> [Exercise requirements]:
In full and without change, return each entry.

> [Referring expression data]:

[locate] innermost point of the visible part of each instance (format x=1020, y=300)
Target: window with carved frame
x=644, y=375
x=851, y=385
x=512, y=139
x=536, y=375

> [Solution for this problem]:
[locate] innermost point of the visible part of each instance (format x=1020, y=300)
Target: window with carved frame
x=644, y=375
x=851, y=385
x=512, y=139
x=536, y=375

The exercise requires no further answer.